§ **EXCERPT TO READ**:
——————

Re: [PATCH] EDAC, dmc520:: add DMC520 EDAC driver

From: James Morse
Date: Mon Jan 21 2019 - 12:09:32 EST


Hi Sasha, Rui,

On 18/01/2019 16:23, Sasha Levin wrote:
> From: Rui Zhao <ruizhao@xxxxxxxxxxxxx>
> New driver supports DRAM error detection and correction on DMC520
> controller.

> Validated on actual hardware: DRAM errors showed up once the DDR core
> voltage was lowered down by 200+mV using test tool.

That's quite cool!


> ---
> MAINTAINERS | 6 +
> drivers/edac/Kconfig | 7 +
> drivers/edac/Makefile | 1 +
> drivers/edac/dmc520_edac.c | 495 +++++++++++++++++++++++++++++++++++++
> 4 files changed, 509 insertions(+)
> create mode 100644 drivers/edac/dmc520_edac.c

Where do I find the dt-binding for this?

It would be good if we can make this generic, so it works on all platforms with
a DMC520, possibly along with other components. (e.g. the a15 L2 driver posted
recently).

——————

§ **LIST OF TASKS**:
- 1) In the DMC520 driver thread, by how much was the DDR core voltage lowered before DRAM errors showed up?
- 2) Write the next part of the DMC520 driver thread, picking up after its last sentence.

——————

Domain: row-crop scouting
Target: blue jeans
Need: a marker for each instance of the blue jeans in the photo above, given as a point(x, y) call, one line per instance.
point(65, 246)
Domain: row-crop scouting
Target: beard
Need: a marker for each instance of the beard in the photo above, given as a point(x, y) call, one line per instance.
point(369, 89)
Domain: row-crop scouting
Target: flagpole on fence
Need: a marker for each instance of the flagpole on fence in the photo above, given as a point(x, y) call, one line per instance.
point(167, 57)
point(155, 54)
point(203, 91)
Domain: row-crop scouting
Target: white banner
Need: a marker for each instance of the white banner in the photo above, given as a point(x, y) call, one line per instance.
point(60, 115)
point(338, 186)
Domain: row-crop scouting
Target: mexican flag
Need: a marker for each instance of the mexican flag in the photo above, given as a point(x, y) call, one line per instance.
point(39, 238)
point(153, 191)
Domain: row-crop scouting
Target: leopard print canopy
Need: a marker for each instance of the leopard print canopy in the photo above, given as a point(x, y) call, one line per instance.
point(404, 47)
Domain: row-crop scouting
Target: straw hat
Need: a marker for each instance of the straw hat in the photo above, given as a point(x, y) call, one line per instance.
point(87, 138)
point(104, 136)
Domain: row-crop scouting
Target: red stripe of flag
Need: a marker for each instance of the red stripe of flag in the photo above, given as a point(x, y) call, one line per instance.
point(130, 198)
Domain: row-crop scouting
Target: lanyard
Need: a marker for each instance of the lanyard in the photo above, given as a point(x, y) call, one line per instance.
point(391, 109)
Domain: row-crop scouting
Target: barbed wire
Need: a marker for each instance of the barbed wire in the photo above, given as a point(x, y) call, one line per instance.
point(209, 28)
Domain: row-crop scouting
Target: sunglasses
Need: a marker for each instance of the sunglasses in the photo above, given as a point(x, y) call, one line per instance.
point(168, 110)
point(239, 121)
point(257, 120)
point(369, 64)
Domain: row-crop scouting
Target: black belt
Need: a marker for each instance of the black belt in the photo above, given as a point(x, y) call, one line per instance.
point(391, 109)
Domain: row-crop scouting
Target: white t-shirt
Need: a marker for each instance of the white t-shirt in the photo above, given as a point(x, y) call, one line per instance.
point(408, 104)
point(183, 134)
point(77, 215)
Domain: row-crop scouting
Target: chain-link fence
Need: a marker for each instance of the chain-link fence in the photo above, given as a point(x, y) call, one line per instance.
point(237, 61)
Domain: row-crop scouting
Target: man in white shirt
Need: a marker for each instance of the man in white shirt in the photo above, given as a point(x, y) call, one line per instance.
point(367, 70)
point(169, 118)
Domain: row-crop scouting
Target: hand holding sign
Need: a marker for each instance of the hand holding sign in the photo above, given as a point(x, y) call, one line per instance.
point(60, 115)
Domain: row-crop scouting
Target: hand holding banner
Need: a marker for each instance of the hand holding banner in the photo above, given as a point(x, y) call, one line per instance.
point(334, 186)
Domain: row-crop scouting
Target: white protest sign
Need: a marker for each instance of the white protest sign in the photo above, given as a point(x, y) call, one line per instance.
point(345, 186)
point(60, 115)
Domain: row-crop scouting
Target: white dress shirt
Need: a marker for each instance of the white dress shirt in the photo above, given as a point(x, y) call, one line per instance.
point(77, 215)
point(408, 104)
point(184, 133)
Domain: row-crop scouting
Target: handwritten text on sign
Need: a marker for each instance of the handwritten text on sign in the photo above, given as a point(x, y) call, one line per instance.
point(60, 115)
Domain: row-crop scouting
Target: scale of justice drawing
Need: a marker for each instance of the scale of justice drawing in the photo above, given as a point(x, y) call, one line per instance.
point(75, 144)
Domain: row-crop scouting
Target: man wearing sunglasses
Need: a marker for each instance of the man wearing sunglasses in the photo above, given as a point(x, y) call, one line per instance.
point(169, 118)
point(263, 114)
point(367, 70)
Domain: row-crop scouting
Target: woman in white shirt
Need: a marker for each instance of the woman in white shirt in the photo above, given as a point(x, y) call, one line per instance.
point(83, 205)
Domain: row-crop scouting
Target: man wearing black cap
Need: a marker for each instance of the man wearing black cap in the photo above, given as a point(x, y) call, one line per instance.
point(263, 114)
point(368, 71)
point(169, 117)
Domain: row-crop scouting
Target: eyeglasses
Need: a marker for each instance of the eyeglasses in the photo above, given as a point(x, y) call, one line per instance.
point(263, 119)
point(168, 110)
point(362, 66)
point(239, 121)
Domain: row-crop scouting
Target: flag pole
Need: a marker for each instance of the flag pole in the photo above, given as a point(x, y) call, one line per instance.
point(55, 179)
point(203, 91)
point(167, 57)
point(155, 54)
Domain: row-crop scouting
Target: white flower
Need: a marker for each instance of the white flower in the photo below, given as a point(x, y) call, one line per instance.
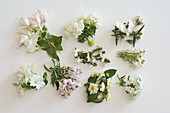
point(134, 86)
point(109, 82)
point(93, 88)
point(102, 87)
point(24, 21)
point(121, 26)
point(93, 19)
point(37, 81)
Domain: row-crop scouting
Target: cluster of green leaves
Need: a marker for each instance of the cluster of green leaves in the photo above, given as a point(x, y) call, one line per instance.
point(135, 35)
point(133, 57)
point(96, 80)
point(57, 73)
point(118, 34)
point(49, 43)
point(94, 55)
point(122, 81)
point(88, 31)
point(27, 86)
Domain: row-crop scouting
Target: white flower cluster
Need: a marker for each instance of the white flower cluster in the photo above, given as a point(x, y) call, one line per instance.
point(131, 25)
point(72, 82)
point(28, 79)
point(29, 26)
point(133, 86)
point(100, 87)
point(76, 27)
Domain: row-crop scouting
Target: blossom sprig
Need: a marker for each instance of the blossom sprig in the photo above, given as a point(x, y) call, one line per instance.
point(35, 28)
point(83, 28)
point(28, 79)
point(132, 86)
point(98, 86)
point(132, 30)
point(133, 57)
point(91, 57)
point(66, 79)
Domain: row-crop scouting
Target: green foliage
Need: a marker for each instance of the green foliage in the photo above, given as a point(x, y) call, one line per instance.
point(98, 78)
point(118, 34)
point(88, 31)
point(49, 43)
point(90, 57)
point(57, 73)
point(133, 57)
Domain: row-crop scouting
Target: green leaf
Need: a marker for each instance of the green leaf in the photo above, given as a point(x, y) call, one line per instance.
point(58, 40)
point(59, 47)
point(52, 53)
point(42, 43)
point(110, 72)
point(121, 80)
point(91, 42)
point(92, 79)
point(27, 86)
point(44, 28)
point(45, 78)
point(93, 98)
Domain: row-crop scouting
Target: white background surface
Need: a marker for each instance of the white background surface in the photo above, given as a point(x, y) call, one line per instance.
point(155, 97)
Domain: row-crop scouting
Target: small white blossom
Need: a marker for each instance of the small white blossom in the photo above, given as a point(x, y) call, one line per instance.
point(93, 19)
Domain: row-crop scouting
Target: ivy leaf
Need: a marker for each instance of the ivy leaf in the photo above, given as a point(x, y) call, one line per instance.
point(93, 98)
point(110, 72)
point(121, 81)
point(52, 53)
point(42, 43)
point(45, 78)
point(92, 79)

——————

§ **ANSWERS IN ORDER**:
- 1) By 200+ mV, using a test tool.

- 2)
This will mostly be getting the DT right, as we can refactor the code when a
second user comes along, but can't change the DT format.


The TRM describes 'a set of interrupts', which ones does the binding anticipate
are wired up for this? There are separate status bits for corrected and
uncorrected, and one pair for dram versus ram. (not sure what this corresponds
with).

Do we care about the link-error interrupt?


It looks you're platform has wired corrected and uncorrected dram up as separate
SPI, but not touched the ram interrupts. These are choices the soc designers
made, we need to capture this stuff in the binding.

A system may have multiple memory controllers, they may share the interrupts.

(It looks like you've folded these corners out by not using IRQF_SHARED: this
driver only works for independent interrupts, which can run concurrently, but
work fine because the only register they both touch is interrupt_clr, which is
write-only.)


For these pre-v8.2-RAS things the expectation is firmware handles all this
stuff. I'm surprised your platform hasn't made the memory-controller
'secure-only', so only platform-firmware can touch it.

I can't see how this could be used on v8/aarch64, it would imply there is no
firmware, which suggests this is a UP system. (or firmware trusts linux not to
mess it up!)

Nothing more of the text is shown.